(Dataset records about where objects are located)
[Begin]
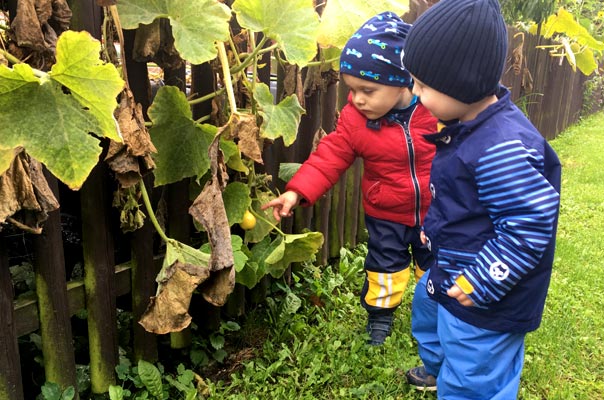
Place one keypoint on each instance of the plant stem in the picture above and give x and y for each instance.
(252, 56)
(228, 83)
(321, 62)
(151, 213)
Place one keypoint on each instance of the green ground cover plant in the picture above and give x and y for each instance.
(315, 348)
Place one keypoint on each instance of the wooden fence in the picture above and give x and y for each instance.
(551, 94)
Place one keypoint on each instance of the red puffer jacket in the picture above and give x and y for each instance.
(396, 164)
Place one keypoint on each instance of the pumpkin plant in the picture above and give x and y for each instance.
(61, 117)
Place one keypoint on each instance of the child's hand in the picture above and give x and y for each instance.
(283, 205)
(456, 292)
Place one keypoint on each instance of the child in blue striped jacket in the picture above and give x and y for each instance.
(495, 185)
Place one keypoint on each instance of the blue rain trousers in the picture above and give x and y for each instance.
(468, 362)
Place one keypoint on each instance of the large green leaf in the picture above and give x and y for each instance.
(341, 18)
(94, 84)
(182, 145)
(196, 24)
(49, 123)
(563, 27)
(293, 248)
(236, 198)
(279, 120)
(293, 24)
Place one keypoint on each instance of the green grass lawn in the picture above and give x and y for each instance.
(315, 341)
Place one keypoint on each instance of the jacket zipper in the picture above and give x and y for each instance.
(411, 152)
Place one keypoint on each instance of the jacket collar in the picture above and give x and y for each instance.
(455, 128)
(396, 115)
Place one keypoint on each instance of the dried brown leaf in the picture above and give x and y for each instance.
(208, 210)
(25, 197)
(131, 159)
(168, 311)
(219, 286)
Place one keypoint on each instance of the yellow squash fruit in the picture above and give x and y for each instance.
(248, 222)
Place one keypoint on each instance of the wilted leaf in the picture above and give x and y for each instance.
(168, 311)
(341, 18)
(180, 252)
(25, 198)
(208, 209)
(294, 248)
(293, 24)
(279, 120)
(217, 288)
(183, 270)
(238, 254)
(131, 159)
(196, 25)
(93, 83)
(50, 124)
(182, 145)
(236, 197)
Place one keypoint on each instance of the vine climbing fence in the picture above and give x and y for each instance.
(82, 261)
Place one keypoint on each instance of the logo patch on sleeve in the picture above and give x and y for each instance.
(499, 271)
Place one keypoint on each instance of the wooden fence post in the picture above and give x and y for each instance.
(11, 386)
(99, 279)
(51, 290)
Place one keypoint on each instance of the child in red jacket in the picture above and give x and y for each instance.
(383, 124)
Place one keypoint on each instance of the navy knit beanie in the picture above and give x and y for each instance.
(458, 47)
(375, 51)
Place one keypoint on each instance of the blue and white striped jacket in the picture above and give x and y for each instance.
(495, 183)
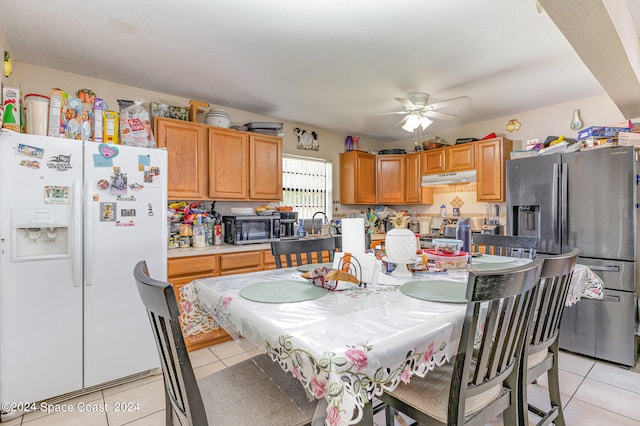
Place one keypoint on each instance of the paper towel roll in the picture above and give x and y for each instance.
(353, 235)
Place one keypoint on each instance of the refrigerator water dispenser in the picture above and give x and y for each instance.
(526, 220)
(40, 234)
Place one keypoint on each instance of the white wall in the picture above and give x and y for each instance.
(36, 79)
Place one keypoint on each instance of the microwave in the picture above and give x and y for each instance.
(251, 229)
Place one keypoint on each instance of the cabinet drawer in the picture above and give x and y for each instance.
(193, 265)
(236, 263)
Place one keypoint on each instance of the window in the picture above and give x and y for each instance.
(307, 185)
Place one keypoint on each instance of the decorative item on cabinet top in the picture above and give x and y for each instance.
(307, 140)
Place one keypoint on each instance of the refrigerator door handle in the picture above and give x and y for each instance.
(554, 204)
(76, 263)
(607, 268)
(88, 232)
(564, 231)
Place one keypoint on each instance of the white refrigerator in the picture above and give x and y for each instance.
(75, 217)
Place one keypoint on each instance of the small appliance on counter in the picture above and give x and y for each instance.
(492, 222)
(288, 225)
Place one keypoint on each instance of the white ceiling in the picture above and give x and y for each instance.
(327, 63)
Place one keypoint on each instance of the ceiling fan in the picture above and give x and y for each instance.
(419, 112)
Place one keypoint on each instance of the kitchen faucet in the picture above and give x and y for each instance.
(313, 220)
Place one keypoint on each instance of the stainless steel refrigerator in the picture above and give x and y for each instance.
(586, 200)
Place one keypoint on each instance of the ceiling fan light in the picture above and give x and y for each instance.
(412, 123)
(425, 122)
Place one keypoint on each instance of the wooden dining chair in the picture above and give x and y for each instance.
(253, 392)
(506, 245)
(301, 252)
(542, 350)
(481, 381)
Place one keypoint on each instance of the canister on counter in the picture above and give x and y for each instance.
(217, 235)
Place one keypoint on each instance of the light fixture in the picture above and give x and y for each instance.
(416, 120)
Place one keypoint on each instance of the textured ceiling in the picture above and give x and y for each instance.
(331, 64)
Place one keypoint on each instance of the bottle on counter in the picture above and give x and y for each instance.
(199, 236)
(463, 233)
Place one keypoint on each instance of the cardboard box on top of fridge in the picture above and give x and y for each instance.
(600, 131)
(98, 119)
(58, 102)
(72, 119)
(628, 138)
(12, 109)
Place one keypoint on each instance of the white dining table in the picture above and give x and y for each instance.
(348, 346)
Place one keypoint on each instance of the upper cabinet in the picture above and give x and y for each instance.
(454, 158)
(391, 181)
(357, 178)
(265, 167)
(491, 164)
(432, 161)
(214, 163)
(460, 157)
(244, 166)
(186, 145)
(229, 164)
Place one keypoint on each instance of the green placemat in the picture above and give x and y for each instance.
(286, 291)
(493, 259)
(436, 290)
(312, 266)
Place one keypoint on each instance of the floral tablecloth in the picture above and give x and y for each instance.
(346, 346)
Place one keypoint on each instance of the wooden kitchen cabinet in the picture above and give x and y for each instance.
(454, 158)
(265, 167)
(357, 178)
(413, 178)
(203, 331)
(240, 262)
(390, 184)
(432, 161)
(186, 145)
(244, 166)
(229, 164)
(491, 168)
(460, 157)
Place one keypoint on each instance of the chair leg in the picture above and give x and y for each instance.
(389, 416)
(554, 386)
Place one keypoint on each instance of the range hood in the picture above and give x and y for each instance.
(445, 178)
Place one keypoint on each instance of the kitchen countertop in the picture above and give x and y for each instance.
(223, 249)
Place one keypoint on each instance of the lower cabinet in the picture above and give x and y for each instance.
(199, 329)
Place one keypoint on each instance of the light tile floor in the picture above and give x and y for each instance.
(595, 393)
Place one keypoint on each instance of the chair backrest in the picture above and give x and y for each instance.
(180, 383)
(506, 245)
(552, 295)
(499, 309)
(323, 248)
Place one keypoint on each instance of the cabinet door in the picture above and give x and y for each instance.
(432, 161)
(187, 157)
(265, 168)
(391, 178)
(413, 178)
(491, 166)
(357, 178)
(228, 164)
(460, 157)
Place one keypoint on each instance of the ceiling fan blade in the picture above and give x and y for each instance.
(401, 122)
(439, 115)
(386, 113)
(407, 103)
(448, 102)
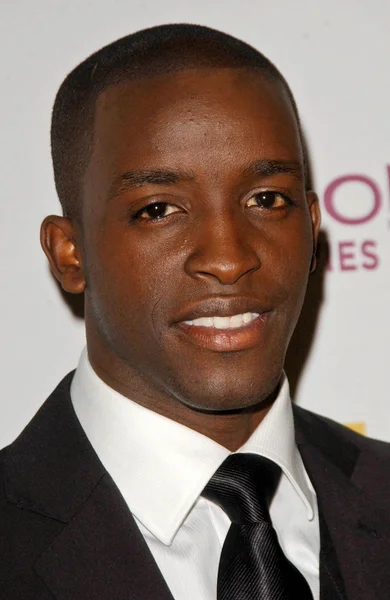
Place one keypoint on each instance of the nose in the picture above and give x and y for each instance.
(223, 251)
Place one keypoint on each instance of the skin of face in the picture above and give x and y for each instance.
(194, 204)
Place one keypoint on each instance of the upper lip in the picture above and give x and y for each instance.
(220, 306)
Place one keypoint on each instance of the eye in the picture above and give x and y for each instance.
(268, 200)
(156, 211)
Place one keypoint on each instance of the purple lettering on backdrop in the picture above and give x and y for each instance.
(336, 183)
(345, 256)
(368, 250)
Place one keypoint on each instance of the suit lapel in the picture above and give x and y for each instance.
(345, 478)
(100, 553)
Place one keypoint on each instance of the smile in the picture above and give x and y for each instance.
(233, 333)
(229, 322)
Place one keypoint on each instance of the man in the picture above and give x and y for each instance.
(163, 467)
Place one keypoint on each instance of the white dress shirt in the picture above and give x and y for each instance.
(161, 468)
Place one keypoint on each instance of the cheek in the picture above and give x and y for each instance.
(126, 282)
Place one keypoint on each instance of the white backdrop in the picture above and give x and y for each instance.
(336, 56)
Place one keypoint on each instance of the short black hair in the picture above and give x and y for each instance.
(146, 53)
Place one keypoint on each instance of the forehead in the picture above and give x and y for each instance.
(189, 113)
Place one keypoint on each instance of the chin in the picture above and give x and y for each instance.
(231, 394)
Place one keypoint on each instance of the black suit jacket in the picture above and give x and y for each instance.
(66, 532)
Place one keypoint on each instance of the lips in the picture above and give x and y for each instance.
(233, 322)
(224, 324)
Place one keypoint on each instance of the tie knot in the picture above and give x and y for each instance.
(243, 487)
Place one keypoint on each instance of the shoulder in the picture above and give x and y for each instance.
(318, 427)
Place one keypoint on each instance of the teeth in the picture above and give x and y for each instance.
(233, 322)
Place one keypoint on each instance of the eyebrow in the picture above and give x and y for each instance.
(257, 168)
(139, 178)
(267, 168)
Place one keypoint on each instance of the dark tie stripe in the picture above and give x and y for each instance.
(252, 564)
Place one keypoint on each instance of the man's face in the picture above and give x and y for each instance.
(195, 208)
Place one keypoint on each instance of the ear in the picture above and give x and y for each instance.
(58, 240)
(315, 215)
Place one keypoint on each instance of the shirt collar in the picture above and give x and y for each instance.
(161, 466)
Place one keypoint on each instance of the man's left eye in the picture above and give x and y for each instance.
(156, 211)
(267, 200)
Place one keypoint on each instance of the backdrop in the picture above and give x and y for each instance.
(335, 54)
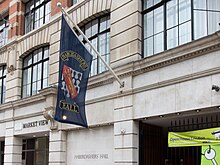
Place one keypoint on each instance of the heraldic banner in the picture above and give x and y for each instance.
(74, 67)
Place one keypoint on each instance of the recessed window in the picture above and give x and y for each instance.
(37, 12)
(2, 83)
(3, 31)
(2, 146)
(35, 151)
(169, 23)
(98, 32)
(35, 71)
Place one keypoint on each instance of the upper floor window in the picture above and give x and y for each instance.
(169, 23)
(35, 71)
(2, 83)
(2, 148)
(37, 12)
(3, 31)
(98, 32)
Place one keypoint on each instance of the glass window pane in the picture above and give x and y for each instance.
(156, 1)
(213, 22)
(103, 24)
(158, 43)
(4, 71)
(148, 47)
(172, 38)
(108, 43)
(184, 10)
(148, 3)
(172, 14)
(27, 90)
(34, 73)
(94, 27)
(46, 70)
(45, 82)
(3, 97)
(38, 86)
(200, 20)
(28, 61)
(108, 22)
(46, 52)
(1, 86)
(88, 30)
(185, 33)
(148, 24)
(35, 56)
(158, 20)
(39, 68)
(95, 44)
(34, 88)
(199, 4)
(102, 44)
(27, 76)
(94, 67)
(1, 71)
(213, 5)
(39, 56)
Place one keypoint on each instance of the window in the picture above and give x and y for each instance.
(169, 23)
(98, 32)
(206, 15)
(35, 71)
(2, 83)
(37, 12)
(2, 146)
(35, 151)
(3, 31)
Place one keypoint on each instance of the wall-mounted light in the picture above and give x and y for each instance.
(215, 88)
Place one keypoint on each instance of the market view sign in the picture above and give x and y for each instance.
(35, 124)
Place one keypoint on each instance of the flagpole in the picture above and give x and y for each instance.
(94, 49)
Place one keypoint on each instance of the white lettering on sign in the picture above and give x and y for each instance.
(35, 124)
(91, 156)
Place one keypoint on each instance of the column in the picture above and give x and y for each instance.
(16, 18)
(13, 146)
(57, 148)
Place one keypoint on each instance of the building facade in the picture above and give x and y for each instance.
(165, 51)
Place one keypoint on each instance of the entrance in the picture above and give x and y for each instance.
(154, 148)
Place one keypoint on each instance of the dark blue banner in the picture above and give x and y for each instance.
(74, 67)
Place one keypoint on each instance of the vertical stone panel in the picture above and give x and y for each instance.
(57, 155)
(95, 6)
(99, 5)
(82, 8)
(87, 10)
(90, 8)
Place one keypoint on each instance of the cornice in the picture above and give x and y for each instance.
(43, 94)
(181, 53)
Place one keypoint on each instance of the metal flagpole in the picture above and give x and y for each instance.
(87, 40)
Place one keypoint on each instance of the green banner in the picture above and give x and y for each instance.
(194, 138)
(210, 155)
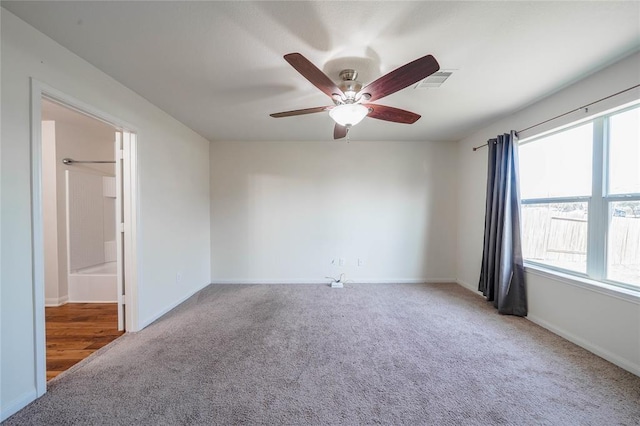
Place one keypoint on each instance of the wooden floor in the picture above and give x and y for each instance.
(76, 330)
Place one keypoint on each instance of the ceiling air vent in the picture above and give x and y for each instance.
(434, 80)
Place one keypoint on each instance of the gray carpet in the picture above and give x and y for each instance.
(395, 354)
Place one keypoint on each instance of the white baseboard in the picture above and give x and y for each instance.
(328, 281)
(17, 404)
(597, 350)
(154, 317)
(601, 352)
(56, 301)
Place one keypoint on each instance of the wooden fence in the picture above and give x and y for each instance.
(552, 236)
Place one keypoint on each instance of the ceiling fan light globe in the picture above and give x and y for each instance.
(349, 114)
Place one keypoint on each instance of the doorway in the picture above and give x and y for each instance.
(80, 256)
(84, 222)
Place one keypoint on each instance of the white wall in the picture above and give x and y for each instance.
(604, 324)
(50, 214)
(282, 211)
(173, 232)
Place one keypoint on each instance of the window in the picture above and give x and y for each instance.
(580, 190)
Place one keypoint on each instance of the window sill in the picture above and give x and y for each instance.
(585, 283)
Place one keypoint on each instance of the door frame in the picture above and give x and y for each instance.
(41, 91)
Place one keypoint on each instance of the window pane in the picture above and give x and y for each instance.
(624, 152)
(558, 165)
(624, 242)
(556, 234)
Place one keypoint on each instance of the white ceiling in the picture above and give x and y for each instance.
(218, 66)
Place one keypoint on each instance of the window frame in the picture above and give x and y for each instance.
(598, 203)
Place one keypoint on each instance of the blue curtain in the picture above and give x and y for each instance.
(502, 273)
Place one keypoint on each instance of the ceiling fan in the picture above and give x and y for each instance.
(351, 100)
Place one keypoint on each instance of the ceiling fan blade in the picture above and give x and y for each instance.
(386, 113)
(400, 78)
(299, 112)
(339, 131)
(313, 74)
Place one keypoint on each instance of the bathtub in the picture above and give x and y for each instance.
(94, 284)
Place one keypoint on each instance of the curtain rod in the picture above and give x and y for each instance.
(475, 148)
(69, 161)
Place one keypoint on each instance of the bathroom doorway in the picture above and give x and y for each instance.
(80, 257)
(84, 174)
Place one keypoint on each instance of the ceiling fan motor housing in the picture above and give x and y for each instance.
(349, 85)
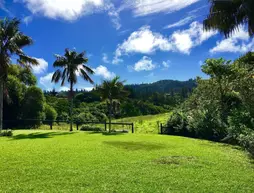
[End]
Which lines of the material above contain the word "collar"? Pick out each of them in full, treating case as significant.

• RESPONSE:
Place one keypoint on each instance of the jacket collar in the picture above and give x and y for each instance.
Place one keypoint on each instance of the shirt collar in the picture above and give x and y for each instance.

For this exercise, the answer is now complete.